SET EXERCISE :: Count how many lines of the material below contain the string "panel", with uppercase and lowercase treated as distinct. Give only the number.

EXERCISE INPUTS ::
◇ ◇ ◇ ◇
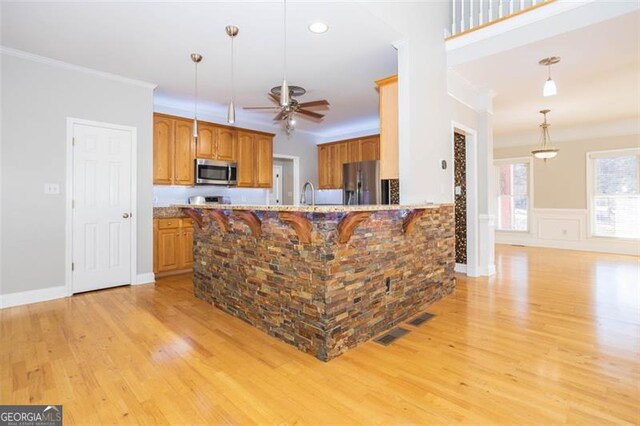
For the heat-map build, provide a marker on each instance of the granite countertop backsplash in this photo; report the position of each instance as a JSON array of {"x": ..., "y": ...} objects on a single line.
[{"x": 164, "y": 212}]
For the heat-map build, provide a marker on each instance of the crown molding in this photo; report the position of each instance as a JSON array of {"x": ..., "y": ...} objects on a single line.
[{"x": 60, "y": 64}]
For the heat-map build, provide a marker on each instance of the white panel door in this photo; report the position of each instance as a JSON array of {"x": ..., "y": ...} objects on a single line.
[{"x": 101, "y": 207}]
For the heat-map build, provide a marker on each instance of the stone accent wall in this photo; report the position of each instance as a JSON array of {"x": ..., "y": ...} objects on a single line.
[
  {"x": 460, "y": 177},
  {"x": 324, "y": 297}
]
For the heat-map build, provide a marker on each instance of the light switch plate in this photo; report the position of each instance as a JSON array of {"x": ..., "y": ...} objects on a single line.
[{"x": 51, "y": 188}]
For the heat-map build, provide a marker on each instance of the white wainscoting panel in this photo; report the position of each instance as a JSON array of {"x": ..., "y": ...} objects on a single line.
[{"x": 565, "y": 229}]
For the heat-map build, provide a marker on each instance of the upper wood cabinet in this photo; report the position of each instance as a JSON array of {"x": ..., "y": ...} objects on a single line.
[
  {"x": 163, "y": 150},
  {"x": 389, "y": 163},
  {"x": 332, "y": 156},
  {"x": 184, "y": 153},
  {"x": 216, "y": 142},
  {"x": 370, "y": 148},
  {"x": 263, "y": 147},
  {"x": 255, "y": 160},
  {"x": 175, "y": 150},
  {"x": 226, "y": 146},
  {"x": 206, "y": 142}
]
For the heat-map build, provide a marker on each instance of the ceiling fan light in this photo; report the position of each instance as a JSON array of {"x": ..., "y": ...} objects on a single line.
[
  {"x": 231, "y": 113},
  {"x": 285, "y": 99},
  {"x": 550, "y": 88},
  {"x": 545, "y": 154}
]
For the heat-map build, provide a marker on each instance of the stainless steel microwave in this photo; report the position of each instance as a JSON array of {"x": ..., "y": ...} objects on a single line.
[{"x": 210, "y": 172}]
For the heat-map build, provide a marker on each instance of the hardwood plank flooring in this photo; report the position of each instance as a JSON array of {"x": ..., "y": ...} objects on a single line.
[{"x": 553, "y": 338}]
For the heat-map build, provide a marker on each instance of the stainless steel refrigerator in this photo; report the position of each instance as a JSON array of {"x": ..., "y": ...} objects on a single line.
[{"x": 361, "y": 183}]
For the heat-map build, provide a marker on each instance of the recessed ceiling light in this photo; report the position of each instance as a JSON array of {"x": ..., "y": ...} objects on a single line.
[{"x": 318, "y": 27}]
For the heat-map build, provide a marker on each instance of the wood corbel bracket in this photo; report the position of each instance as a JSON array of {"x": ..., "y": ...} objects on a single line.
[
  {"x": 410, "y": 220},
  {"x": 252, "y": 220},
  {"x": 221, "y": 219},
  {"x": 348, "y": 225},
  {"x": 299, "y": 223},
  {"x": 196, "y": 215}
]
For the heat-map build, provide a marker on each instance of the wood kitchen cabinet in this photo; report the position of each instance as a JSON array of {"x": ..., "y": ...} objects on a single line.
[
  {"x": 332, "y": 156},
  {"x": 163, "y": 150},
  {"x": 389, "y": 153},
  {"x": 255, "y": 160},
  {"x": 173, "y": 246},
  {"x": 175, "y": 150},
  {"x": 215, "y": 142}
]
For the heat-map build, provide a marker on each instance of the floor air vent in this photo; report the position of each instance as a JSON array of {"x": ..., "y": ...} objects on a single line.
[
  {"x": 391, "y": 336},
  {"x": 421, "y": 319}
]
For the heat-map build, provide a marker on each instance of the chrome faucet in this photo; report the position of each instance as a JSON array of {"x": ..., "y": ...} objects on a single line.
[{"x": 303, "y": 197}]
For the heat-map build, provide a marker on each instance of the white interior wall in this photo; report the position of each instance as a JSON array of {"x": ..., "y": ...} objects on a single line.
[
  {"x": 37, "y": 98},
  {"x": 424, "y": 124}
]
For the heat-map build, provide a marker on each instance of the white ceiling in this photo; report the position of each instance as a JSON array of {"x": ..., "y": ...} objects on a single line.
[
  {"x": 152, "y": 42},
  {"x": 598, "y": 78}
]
◇ ◇ ◇ ◇
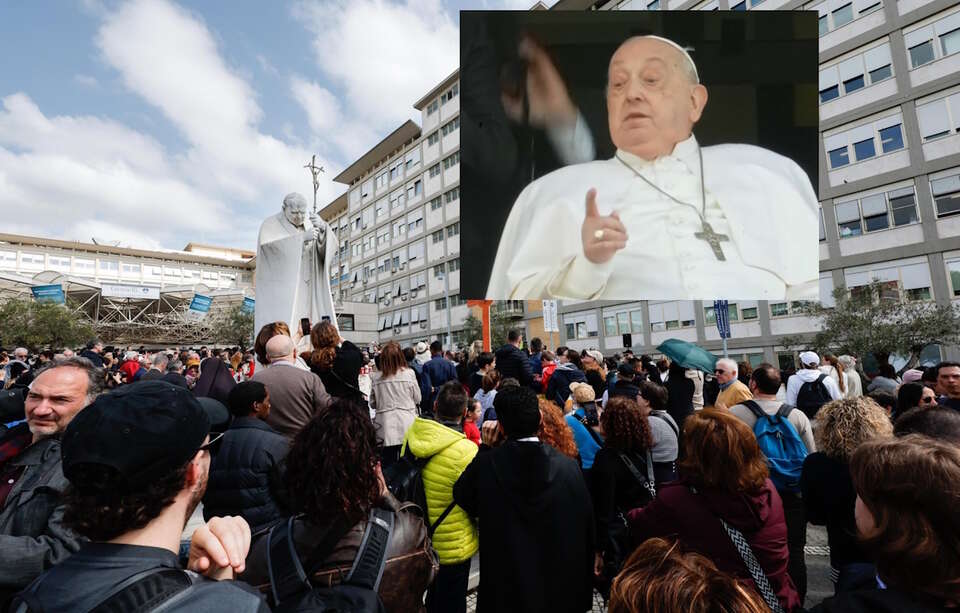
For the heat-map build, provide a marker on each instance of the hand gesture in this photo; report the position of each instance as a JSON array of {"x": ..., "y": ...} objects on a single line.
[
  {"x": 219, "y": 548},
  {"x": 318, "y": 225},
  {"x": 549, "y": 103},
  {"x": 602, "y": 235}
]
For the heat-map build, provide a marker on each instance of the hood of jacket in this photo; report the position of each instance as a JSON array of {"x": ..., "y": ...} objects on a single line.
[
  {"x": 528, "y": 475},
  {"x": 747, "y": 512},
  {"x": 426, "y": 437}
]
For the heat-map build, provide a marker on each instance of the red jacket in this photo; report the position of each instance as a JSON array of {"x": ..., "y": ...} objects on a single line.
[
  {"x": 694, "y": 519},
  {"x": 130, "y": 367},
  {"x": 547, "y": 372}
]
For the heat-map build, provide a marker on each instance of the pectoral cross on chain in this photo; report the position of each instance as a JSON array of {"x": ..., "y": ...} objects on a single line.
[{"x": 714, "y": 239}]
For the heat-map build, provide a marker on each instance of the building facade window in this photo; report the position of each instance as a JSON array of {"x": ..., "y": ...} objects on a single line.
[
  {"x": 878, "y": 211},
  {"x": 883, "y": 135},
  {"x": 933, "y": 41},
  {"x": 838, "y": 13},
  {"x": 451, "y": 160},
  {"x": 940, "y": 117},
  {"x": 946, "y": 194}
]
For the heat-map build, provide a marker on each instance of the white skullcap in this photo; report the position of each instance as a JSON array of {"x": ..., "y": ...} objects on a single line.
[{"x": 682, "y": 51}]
◇ ◇ ◇ ◇
SOLUTION :: 2